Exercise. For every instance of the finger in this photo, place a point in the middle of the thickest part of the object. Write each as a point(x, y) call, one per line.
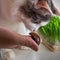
point(29, 42)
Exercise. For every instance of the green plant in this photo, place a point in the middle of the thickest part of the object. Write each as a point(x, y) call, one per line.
point(51, 31)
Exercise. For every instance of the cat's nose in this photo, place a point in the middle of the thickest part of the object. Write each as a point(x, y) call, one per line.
point(48, 16)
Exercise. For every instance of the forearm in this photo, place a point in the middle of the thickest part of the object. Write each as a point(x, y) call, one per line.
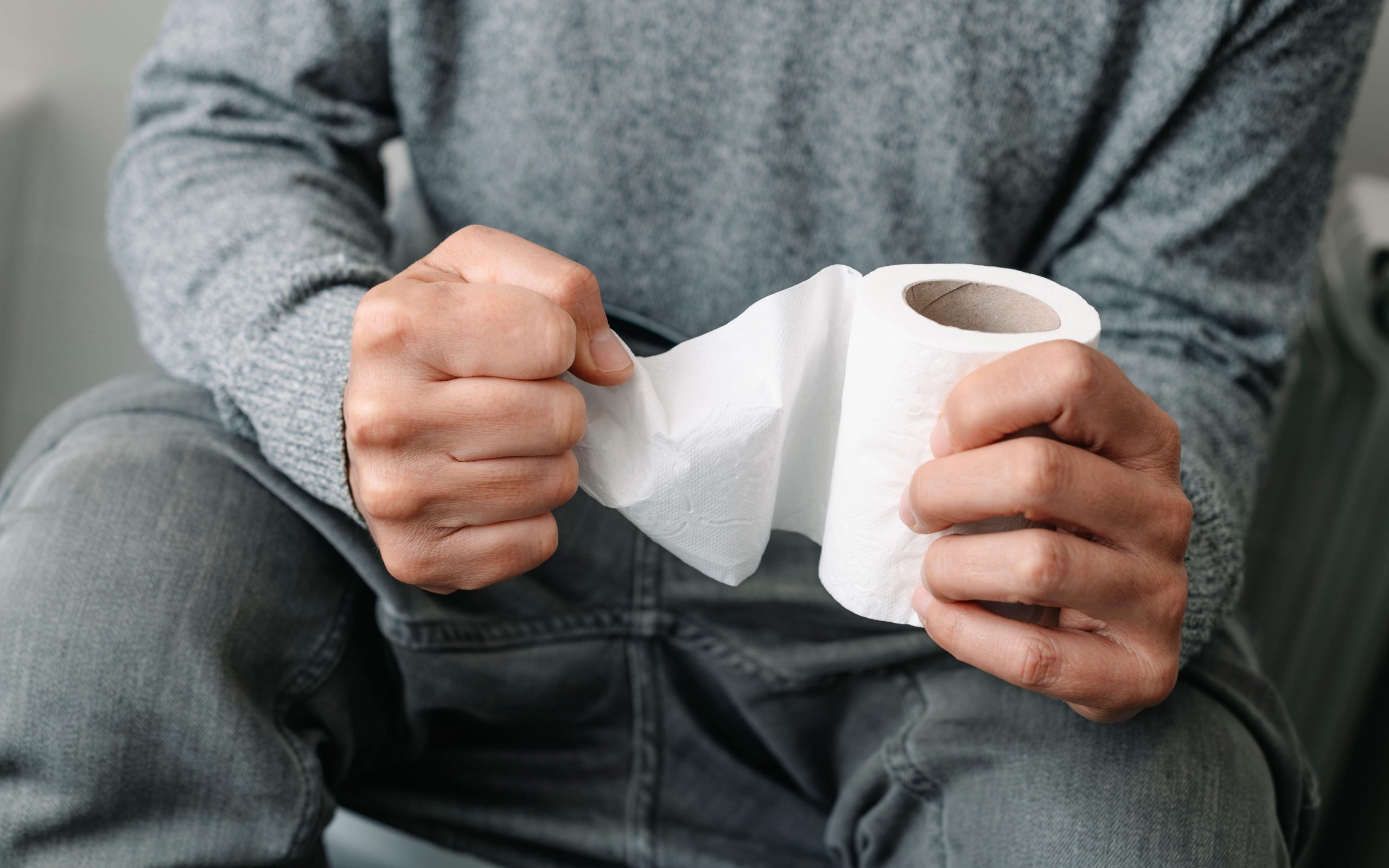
point(246, 222)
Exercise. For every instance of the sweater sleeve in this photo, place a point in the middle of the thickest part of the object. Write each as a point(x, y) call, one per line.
point(1203, 257)
point(245, 213)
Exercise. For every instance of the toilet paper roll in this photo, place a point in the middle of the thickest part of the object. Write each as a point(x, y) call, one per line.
point(810, 413)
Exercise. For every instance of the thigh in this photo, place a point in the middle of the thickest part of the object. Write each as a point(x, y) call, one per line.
point(169, 634)
point(995, 775)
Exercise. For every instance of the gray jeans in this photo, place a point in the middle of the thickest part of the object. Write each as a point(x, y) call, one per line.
point(197, 661)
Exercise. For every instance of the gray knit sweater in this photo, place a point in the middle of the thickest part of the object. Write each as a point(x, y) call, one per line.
point(1166, 159)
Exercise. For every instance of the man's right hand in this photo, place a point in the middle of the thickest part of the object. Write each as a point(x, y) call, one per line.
point(459, 432)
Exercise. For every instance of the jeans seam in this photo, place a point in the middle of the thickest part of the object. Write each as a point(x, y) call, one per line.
point(301, 684)
point(643, 785)
point(448, 635)
point(904, 773)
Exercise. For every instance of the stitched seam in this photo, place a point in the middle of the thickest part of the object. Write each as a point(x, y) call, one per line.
point(641, 795)
point(449, 635)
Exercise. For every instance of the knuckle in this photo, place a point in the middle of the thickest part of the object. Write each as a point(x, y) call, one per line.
point(1074, 367)
point(407, 563)
point(383, 318)
point(1157, 684)
point(370, 420)
point(1176, 521)
point(936, 561)
point(1040, 664)
point(577, 284)
point(386, 499)
point(567, 480)
point(1038, 469)
point(473, 234)
point(546, 541)
point(559, 338)
point(1042, 566)
point(570, 416)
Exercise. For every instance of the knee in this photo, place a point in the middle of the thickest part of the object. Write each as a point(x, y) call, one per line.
point(138, 537)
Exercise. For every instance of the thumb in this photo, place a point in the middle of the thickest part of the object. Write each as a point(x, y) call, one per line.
point(481, 254)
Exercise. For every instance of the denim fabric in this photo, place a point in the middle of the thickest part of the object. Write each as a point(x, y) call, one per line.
point(197, 659)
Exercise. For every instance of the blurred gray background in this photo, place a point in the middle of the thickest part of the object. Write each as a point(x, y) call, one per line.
point(65, 66)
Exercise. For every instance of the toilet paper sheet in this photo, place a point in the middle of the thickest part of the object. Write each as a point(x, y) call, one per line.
point(809, 413)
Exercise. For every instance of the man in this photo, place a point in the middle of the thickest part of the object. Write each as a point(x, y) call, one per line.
point(216, 611)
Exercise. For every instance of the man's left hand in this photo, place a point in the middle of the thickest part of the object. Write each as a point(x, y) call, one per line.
point(1116, 561)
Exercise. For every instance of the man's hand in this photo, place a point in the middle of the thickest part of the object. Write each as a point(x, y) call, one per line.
point(459, 431)
point(1114, 566)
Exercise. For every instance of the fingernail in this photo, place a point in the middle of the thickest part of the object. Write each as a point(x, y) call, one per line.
point(941, 445)
point(919, 602)
point(904, 512)
point(608, 352)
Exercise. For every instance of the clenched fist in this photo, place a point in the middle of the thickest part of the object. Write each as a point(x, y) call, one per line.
point(459, 431)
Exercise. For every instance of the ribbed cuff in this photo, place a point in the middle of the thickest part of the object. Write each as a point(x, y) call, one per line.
point(289, 388)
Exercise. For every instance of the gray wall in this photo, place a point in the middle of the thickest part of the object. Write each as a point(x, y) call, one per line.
point(65, 324)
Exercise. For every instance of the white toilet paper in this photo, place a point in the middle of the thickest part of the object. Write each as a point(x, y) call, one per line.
point(809, 413)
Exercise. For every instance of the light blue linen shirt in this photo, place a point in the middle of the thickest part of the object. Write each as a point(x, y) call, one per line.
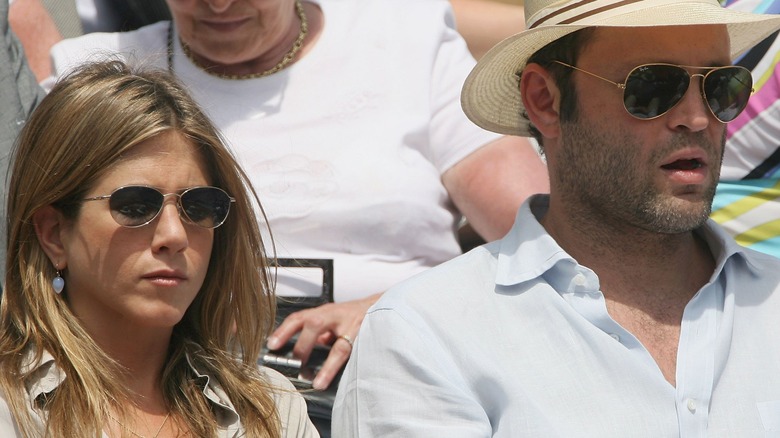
point(513, 339)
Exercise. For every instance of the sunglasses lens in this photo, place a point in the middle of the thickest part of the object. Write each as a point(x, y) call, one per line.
point(207, 207)
point(727, 91)
point(652, 90)
point(135, 205)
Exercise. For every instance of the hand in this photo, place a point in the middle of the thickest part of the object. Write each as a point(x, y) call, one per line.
point(323, 325)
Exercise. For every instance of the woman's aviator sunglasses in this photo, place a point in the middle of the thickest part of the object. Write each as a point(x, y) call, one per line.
point(650, 90)
point(136, 206)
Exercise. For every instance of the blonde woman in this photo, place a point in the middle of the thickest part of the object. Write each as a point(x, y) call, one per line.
point(136, 297)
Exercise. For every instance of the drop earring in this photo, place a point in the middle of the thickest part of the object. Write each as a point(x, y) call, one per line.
point(58, 283)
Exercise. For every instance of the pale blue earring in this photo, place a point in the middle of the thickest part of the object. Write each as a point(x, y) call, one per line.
point(58, 283)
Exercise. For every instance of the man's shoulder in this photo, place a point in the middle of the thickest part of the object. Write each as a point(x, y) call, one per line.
point(466, 277)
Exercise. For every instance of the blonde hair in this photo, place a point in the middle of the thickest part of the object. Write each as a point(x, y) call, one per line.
point(75, 137)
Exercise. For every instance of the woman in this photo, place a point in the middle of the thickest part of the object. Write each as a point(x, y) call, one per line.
point(346, 116)
point(134, 305)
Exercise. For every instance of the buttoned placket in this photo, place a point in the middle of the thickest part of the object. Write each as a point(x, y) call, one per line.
point(695, 368)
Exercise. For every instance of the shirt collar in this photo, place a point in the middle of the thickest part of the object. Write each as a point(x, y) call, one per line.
point(46, 376)
point(528, 251)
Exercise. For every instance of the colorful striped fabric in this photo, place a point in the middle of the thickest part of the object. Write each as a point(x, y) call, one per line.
point(747, 202)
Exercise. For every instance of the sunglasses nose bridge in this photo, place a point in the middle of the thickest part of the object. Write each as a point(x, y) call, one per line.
point(177, 202)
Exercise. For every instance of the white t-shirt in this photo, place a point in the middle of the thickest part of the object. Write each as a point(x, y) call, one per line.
point(346, 147)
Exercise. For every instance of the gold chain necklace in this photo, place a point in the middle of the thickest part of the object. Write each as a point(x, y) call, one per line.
point(286, 60)
point(138, 434)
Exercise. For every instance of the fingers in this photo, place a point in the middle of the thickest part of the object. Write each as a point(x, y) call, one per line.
point(339, 354)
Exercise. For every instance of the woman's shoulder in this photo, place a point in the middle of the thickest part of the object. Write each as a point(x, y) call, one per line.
point(290, 405)
point(147, 45)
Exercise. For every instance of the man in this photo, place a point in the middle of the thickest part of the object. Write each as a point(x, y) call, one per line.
point(614, 307)
point(19, 94)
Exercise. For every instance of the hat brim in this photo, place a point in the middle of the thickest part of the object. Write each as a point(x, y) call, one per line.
point(491, 94)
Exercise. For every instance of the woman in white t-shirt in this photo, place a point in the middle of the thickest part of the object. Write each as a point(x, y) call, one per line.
point(346, 115)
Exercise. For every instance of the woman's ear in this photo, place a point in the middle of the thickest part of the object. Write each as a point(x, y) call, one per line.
point(49, 224)
point(541, 99)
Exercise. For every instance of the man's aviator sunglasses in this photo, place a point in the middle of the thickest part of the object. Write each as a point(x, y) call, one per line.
point(136, 206)
point(651, 90)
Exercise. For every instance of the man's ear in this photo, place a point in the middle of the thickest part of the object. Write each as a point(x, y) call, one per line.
point(541, 99)
point(49, 224)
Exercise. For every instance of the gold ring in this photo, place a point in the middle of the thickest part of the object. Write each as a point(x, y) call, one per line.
point(348, 339)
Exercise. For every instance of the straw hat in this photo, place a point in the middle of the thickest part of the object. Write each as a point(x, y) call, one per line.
point(491, 94)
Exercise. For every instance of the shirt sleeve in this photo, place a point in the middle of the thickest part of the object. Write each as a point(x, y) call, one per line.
point(291, 407)
point(452, 135)
point(400, 382)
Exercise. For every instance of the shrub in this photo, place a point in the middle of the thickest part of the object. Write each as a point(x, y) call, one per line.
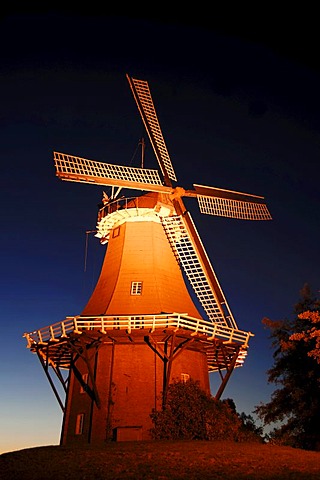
point(190, 414)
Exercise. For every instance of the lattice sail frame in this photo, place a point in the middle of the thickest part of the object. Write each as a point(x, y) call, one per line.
point(224, 207)
point(183, 246)
point(78, 169)
point(142, 95)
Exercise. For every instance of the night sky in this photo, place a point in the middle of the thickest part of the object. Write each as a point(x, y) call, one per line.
point(238, 104)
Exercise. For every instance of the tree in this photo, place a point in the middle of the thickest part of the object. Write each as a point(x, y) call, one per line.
point(296, 403)
point(191, 414)
point(310, 334)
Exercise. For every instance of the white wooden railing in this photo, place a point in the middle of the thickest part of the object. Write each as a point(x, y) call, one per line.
point(78, 324)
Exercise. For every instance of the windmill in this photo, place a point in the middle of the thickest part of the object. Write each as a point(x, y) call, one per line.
point(142, 327)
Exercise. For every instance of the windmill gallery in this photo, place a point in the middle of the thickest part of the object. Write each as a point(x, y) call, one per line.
point(142, 329)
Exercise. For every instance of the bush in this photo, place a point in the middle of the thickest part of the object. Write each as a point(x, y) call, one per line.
point(190, 414)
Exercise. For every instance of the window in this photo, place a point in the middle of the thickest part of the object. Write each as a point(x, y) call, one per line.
point(136, 288)
point(85, 381)
point(116, 232)
point(79, 424)
point(185, 377)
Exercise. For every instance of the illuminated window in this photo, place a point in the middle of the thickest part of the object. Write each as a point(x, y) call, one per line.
point(116, 232)
point(79, 424)
point(185, 377)
point(85, 381)
point(136, 288)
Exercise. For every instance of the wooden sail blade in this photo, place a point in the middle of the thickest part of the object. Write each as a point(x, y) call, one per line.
point(77, 169)
point(142, 96)
point(187, 245)
point(227, 203)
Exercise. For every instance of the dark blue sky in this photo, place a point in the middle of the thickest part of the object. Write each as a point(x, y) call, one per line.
point(239, 109)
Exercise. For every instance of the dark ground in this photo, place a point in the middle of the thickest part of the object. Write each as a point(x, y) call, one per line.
point(162, 460)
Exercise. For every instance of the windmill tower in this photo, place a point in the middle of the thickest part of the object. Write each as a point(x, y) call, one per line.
point(142, 329)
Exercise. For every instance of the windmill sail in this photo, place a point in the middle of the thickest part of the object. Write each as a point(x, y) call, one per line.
point(142, 95)
point(198, 269)
point(77, 169)
point(227, 203)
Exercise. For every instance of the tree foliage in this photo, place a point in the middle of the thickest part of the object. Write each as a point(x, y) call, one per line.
point(191, 414)
point(295, 404)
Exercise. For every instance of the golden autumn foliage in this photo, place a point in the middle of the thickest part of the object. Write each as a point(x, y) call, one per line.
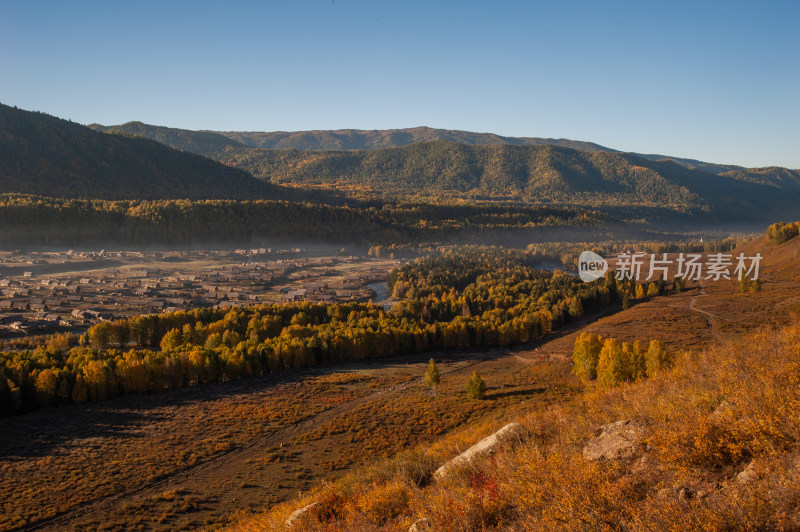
point(719, 451)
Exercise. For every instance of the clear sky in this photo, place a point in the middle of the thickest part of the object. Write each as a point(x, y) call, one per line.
point(716, 81)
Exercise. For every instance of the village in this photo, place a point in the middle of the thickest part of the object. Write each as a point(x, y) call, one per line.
point(68, 291)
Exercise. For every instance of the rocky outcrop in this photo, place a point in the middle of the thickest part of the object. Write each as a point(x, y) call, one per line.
point(298, 514)
point(485, 447)
point(615, 441)
point(748, 474)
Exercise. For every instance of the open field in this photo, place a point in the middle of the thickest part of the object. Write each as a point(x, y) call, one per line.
point(45, 292)
point(195, 457)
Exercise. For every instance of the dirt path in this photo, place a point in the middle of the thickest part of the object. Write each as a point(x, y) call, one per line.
point(710, 316)
point(208, 472)
point(205, 476)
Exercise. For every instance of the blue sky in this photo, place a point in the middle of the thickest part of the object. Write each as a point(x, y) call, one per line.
point(716, 81)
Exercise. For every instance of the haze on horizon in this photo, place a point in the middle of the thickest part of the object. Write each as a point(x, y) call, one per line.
point(716, 82)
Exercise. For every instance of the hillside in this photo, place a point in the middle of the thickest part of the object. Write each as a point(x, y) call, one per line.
point(199, 142)
point(357, 139)
point(433, 164)
point(530, 173)
point(710, 443)
point(49, 156)
point(207, 142)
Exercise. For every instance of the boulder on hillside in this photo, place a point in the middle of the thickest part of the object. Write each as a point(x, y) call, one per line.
point(614, 441)
point(298, 514)
point(485, 447)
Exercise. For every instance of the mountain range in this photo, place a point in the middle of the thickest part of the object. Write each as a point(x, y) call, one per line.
point(424, 163)
point(45, 155)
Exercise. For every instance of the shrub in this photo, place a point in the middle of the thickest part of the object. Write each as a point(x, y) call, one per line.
point(476, 388)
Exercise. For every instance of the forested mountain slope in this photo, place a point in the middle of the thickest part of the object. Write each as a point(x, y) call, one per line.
point(45, 155)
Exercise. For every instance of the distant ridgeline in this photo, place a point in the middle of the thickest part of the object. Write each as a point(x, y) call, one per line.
point(431, 164)
point(47, 156)
point(34, 220)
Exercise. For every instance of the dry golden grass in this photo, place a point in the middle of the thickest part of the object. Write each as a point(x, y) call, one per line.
point(704, 421)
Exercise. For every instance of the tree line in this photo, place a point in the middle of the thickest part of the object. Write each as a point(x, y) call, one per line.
point(477, 299)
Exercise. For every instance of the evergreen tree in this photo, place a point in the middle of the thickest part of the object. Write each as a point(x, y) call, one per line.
point(586, 354)
point(432, 376)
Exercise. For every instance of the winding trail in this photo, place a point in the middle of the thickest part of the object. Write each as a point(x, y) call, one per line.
point(710, 316)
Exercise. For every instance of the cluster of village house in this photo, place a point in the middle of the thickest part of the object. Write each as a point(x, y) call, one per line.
point(33, 302)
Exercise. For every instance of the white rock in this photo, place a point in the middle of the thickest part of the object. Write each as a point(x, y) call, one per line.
point(614, 441)
point(299, 513)
point(485, 447)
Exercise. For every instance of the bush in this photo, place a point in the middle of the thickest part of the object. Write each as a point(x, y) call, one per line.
point(476, 388)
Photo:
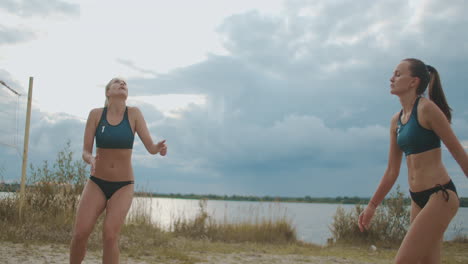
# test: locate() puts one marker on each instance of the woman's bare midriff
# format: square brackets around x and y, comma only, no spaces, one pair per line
[425,170]
[114,164]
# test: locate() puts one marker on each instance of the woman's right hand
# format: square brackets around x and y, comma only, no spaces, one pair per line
[92,162]
[366,216]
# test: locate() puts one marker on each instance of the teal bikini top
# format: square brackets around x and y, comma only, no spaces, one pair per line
[412,137]
[114,137]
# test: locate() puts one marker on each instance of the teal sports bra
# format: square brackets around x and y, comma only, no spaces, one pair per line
[114,137]
[412,137]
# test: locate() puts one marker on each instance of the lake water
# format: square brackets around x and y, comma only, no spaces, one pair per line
[311,220]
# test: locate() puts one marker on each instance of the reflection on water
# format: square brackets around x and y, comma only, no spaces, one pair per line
[311,220]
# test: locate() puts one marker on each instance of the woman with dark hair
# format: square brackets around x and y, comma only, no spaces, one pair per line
[110,186]
[417,131]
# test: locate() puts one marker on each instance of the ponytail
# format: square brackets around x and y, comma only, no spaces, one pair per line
[429,76]
[436,93]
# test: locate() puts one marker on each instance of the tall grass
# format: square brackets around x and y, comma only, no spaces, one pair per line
[388,226]
[203,226]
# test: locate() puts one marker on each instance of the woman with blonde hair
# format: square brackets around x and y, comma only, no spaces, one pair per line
[110,187]
[417,131]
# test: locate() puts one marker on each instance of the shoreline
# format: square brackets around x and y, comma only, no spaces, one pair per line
[200,252]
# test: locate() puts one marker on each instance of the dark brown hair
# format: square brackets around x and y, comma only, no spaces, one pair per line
[429,76]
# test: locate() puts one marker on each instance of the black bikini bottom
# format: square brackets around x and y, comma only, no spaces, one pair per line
[421,198]
[108,187]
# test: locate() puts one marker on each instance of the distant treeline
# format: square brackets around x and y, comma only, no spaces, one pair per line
[306,199]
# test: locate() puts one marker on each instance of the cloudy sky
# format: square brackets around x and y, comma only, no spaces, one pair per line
[254,97]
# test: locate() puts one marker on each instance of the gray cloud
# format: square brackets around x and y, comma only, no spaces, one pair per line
[27,8]
[132,66]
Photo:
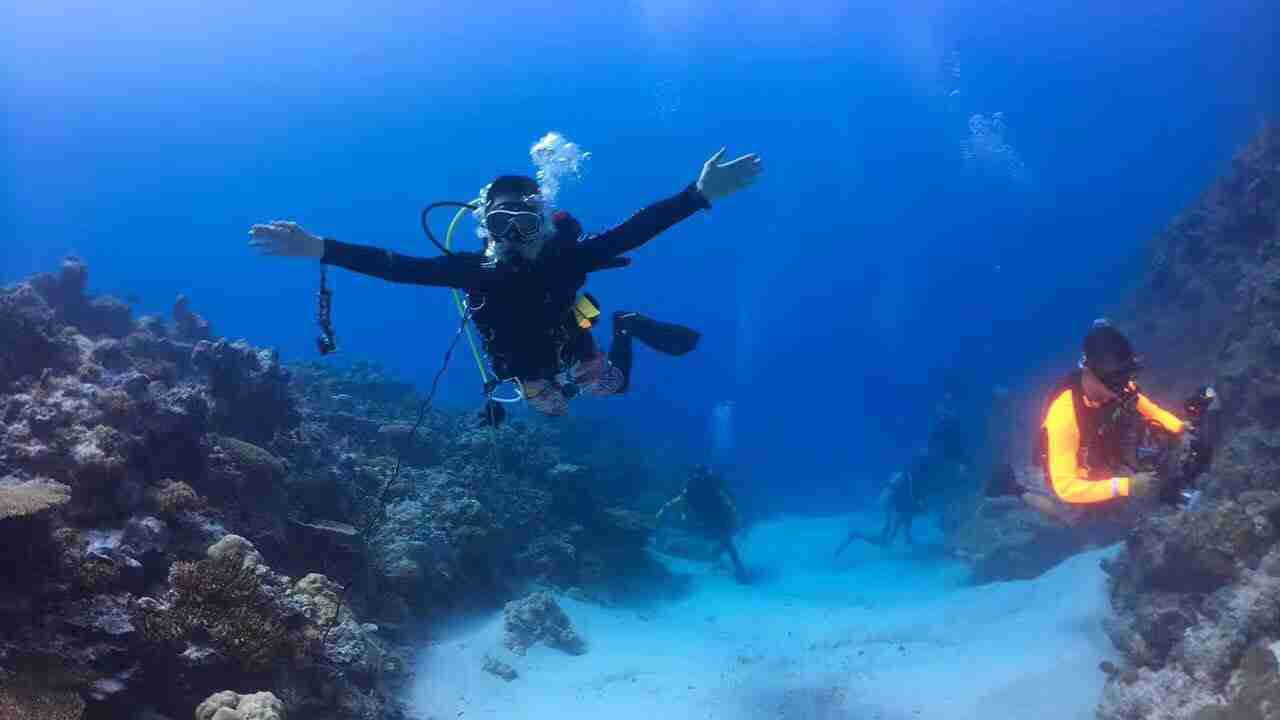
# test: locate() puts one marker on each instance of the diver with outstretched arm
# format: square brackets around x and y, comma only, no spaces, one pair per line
[522,288]
[708,502]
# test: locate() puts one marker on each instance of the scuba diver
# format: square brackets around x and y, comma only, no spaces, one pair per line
[901,504]
[521,291]
[708,501]
[1098,431]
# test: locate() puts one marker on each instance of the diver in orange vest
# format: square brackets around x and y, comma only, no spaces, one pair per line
[1086,438]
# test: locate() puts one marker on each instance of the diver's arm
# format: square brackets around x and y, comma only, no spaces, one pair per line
[644,226]
[1063,438]
[460,272]
[673,504]
[1159,415]
[716,181]
[284,238]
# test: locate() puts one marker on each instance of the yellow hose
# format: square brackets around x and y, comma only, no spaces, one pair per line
[461,305]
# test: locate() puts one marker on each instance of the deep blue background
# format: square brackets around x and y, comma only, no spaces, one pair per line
[867,264]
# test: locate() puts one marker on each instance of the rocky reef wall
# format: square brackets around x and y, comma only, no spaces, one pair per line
[182,515]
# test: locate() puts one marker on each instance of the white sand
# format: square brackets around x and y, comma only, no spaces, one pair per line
[877,636]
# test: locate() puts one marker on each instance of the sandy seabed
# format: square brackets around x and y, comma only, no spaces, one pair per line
[874,636]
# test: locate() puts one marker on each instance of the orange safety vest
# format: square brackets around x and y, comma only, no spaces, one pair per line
[1077,443]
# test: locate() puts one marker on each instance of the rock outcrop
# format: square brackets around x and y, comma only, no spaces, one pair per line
[1197,592]
[539,618]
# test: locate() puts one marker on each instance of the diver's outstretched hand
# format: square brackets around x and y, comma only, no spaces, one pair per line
[286,238]
[721,180]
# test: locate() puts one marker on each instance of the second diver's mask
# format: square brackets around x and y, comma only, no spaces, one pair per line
[1121,379]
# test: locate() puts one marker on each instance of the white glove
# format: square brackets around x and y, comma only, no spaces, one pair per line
[286,238]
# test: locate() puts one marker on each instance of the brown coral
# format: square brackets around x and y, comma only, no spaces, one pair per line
[24,701]
[31,497]
[176,497]
[225,600]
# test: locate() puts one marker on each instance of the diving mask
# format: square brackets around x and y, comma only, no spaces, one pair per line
[519,223]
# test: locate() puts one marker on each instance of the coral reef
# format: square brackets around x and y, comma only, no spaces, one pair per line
[228,705]
[1197,592]
[181,514]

● ● ● ●

→ EXERCISE AIM
Please copy, exactly as written, every line in the listing above from the line with "of the ponytail" up to and including the line with "with blonde hair".

→ ANSWER BOX
# test: locate() puts one marker on each instance of the ponytail
# format: square brackets around x and y, comma only, no spaces, one pair per line
[429,76]
[436,93]
# test: locate() puts one marker on each instance of the tall grass
# format: square brackets around x and y, comma only, no spaces, one pair per line
[388,226]
[203,226]
# test: locate() puts one marker on each instance of the woman with blonde hair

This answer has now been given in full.